◆ What you should do
Find every line in the entries that holds the string "shirt" and report it.

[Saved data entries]
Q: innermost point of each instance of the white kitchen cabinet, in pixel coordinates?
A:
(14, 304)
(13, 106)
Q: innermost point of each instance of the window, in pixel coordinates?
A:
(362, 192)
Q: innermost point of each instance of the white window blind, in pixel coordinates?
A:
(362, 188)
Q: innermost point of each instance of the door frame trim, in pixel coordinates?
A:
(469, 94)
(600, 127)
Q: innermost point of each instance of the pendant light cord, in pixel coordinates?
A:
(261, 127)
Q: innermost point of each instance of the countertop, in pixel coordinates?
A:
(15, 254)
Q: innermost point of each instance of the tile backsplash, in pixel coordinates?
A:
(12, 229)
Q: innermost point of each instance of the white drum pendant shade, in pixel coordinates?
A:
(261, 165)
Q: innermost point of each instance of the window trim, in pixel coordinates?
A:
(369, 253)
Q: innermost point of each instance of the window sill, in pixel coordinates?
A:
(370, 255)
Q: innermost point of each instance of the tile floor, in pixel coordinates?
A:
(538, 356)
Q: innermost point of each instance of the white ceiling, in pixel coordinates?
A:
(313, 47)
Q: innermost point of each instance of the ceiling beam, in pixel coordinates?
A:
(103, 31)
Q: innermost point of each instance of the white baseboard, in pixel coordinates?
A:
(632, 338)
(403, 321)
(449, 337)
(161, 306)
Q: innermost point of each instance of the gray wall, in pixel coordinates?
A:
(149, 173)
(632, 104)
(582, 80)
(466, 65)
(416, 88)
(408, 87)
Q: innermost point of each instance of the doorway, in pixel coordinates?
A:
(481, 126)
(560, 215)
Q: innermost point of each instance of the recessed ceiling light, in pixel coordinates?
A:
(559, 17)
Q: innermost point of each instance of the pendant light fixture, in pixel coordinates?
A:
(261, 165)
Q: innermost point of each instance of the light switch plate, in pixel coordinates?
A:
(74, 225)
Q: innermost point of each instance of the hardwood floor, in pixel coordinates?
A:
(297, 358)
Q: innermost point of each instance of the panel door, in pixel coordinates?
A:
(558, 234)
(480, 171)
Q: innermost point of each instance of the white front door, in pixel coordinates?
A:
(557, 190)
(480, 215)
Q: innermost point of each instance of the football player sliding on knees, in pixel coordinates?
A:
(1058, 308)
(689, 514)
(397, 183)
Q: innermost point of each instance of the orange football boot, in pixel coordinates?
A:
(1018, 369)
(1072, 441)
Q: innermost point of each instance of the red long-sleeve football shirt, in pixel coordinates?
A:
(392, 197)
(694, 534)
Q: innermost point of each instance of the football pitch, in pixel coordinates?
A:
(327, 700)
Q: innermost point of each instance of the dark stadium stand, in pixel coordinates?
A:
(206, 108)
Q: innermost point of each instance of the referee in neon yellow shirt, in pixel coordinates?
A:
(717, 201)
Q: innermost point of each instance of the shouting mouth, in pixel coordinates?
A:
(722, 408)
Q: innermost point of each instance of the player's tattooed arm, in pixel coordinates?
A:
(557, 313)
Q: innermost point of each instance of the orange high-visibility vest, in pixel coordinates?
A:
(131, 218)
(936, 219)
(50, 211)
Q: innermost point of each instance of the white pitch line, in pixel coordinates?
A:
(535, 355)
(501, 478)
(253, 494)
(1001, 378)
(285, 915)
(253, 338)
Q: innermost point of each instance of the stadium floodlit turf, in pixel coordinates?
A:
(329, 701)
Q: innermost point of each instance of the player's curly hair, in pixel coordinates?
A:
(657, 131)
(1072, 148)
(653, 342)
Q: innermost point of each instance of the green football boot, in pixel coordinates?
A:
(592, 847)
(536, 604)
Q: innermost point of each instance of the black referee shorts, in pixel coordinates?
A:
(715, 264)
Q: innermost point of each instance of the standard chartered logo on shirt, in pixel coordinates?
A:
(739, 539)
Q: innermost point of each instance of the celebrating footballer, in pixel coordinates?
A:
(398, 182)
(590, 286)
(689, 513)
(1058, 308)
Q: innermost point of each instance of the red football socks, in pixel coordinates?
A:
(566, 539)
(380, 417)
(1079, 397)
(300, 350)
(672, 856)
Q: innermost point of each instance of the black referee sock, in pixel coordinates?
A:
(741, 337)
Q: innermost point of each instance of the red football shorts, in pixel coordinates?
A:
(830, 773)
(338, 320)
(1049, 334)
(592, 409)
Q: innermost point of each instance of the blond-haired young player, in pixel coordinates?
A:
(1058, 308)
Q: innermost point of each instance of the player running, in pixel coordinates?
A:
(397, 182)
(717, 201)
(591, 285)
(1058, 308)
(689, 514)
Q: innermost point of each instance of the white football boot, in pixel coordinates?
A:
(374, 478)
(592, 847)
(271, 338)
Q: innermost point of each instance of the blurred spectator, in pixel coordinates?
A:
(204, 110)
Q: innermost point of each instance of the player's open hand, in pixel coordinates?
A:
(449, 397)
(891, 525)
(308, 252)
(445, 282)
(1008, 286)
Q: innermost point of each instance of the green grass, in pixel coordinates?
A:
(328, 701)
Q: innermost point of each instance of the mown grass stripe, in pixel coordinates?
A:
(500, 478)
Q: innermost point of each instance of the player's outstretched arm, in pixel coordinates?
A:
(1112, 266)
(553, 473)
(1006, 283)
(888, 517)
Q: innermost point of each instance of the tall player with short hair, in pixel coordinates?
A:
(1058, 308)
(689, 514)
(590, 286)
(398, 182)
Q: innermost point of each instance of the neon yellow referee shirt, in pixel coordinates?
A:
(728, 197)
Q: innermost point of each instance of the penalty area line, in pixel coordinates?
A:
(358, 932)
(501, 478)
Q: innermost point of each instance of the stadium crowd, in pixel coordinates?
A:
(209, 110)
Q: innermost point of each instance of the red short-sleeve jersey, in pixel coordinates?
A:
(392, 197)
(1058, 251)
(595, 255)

...

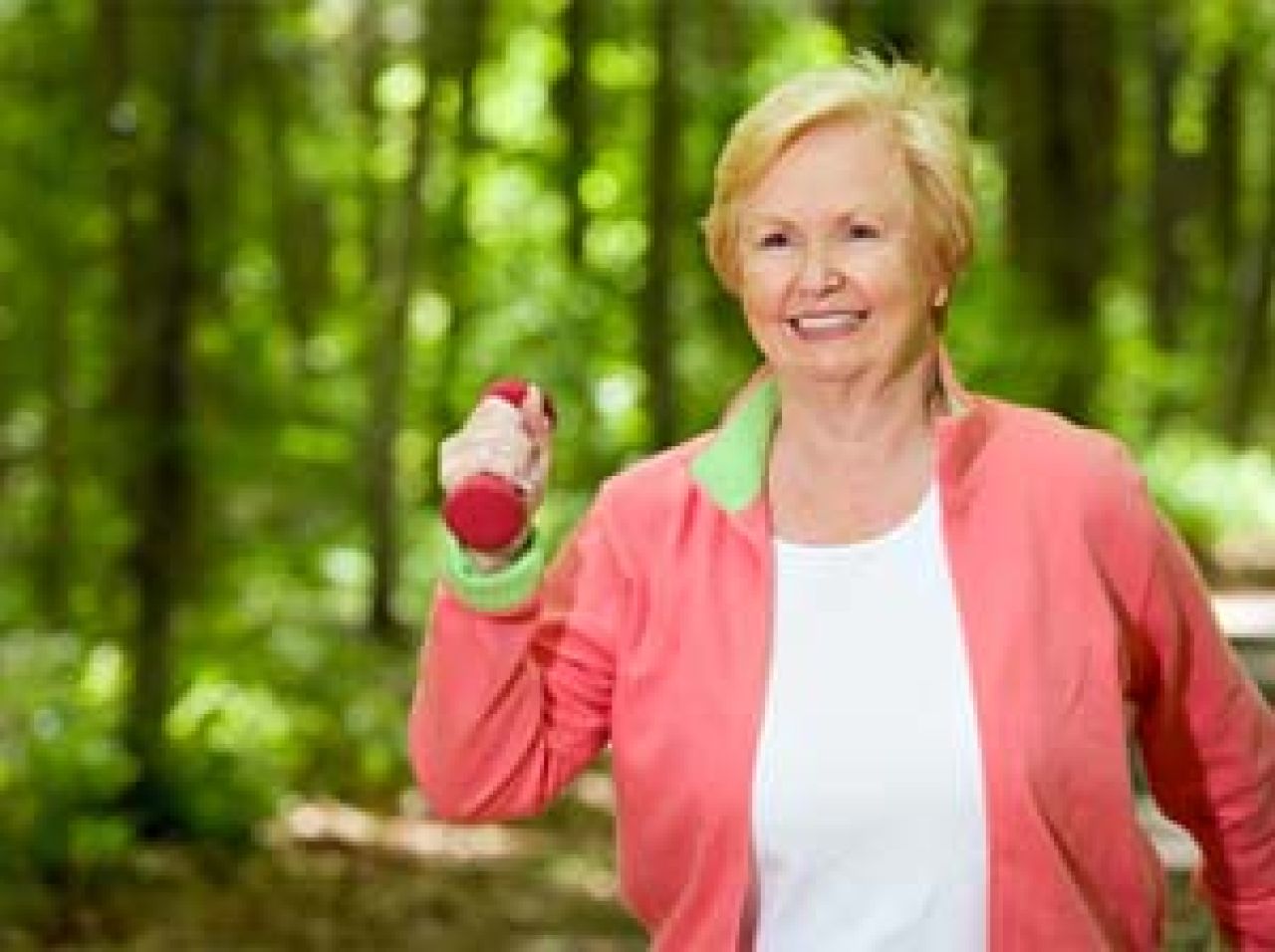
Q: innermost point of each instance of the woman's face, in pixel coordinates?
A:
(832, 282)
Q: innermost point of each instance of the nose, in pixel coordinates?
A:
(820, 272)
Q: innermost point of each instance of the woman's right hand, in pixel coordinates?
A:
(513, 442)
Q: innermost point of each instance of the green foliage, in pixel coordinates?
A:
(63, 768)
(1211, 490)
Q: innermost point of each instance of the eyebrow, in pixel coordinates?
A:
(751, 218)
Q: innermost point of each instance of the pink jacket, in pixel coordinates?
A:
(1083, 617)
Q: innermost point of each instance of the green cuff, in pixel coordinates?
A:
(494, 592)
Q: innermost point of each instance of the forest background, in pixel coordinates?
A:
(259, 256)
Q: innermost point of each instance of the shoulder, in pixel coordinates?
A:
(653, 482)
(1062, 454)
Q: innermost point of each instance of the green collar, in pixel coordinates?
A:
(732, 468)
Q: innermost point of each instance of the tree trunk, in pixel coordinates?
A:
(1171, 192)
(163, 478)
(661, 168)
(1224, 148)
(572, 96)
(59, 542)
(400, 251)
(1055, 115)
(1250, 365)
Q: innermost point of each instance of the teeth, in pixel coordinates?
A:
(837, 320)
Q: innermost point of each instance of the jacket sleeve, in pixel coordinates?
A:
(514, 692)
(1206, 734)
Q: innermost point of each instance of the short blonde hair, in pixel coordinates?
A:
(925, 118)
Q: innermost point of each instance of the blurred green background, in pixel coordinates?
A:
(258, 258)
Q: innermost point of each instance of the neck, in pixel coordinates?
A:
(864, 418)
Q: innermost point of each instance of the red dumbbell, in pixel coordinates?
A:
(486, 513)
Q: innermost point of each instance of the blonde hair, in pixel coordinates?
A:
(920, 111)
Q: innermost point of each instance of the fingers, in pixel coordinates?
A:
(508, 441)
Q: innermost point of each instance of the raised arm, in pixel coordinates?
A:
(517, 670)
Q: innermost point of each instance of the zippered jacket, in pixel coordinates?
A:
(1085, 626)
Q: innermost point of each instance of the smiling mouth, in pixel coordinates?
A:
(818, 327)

* * *

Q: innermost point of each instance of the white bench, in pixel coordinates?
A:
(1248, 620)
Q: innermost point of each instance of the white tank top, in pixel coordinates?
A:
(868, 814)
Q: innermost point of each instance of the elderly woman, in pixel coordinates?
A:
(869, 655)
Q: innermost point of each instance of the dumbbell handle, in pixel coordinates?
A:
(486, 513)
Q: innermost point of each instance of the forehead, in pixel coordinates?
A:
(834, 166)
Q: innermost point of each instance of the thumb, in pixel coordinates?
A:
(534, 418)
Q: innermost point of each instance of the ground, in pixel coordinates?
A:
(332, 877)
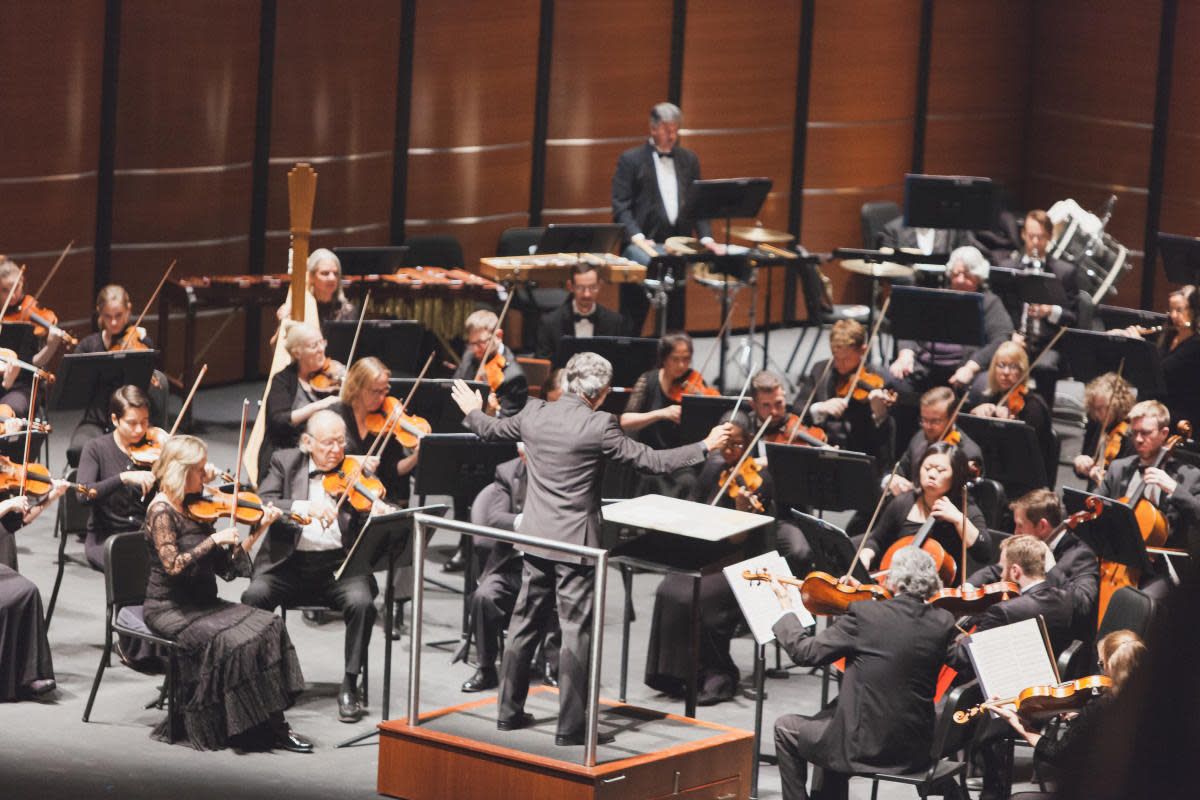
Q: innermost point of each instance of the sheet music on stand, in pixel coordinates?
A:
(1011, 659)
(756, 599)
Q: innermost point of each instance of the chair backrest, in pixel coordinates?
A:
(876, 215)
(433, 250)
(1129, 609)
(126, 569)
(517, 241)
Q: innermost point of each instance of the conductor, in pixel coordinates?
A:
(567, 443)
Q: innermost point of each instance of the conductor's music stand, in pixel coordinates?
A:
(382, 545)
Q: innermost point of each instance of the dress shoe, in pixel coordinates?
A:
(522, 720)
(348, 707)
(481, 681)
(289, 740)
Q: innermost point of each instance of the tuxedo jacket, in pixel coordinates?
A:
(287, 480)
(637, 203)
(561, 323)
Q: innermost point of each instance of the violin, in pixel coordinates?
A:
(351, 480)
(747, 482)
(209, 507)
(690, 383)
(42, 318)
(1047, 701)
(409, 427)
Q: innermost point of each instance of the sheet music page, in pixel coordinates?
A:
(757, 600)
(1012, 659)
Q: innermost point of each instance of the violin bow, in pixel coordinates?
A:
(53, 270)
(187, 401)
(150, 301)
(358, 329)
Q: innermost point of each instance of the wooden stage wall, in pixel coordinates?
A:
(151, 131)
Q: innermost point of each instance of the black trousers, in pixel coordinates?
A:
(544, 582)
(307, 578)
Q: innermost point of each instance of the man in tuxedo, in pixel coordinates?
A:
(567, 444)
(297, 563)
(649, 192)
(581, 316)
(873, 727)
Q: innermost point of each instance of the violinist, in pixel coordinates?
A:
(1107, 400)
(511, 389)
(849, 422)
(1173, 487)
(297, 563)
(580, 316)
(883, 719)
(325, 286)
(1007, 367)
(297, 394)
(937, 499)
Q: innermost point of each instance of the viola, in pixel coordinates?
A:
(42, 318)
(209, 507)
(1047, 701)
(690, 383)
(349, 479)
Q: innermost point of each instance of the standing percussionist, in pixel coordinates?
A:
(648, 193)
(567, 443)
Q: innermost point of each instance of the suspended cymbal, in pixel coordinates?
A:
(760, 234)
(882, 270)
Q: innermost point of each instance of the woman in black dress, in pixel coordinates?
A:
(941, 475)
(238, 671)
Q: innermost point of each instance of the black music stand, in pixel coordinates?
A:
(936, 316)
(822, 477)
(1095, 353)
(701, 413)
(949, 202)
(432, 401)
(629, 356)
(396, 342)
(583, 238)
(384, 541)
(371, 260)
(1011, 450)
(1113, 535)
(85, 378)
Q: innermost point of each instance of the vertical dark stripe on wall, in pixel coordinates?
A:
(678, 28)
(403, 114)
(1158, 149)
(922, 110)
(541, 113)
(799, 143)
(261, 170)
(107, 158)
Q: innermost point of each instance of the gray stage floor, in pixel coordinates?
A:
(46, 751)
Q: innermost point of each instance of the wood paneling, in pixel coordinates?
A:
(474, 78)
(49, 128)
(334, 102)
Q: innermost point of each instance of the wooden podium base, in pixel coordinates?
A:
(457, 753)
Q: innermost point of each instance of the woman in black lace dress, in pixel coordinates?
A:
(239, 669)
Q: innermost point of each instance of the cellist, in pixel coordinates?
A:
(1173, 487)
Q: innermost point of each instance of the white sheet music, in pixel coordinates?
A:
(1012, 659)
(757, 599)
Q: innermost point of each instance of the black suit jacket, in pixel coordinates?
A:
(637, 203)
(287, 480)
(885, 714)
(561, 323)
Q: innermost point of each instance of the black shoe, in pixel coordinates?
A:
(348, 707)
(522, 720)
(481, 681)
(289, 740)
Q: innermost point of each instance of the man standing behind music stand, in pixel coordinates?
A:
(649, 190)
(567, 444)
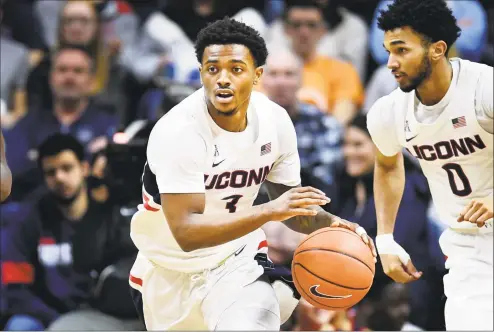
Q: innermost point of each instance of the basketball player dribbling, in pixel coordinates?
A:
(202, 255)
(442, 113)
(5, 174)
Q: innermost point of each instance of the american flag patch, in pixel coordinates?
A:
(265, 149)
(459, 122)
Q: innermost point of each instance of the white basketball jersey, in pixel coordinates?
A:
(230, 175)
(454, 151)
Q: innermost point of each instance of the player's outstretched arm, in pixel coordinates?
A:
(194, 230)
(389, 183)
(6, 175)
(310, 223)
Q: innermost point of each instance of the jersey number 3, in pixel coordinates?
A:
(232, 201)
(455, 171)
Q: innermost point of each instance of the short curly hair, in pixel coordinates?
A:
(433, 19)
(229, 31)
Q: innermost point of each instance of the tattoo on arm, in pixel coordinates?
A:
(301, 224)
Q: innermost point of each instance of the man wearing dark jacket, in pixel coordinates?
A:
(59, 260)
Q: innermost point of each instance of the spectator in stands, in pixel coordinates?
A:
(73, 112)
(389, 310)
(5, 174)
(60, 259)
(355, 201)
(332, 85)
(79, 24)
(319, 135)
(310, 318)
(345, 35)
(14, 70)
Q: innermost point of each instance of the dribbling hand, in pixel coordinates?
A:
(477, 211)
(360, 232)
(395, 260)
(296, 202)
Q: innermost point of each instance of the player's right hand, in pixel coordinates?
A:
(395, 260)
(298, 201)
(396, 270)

◆ Problem solution
Q: innermost point of each instance of the red long-sleeve football shirt, in pixel coordinates?
Q: innermost point of each instance of the referee in neon yellow shirt, in pixel coordinates?
Q: innermost point of each instance of the standard chartered logo on shirt, in pixel coordinates?
Q: innermost point of each instance of the neon yellow referee shirt, in pixel coordinates?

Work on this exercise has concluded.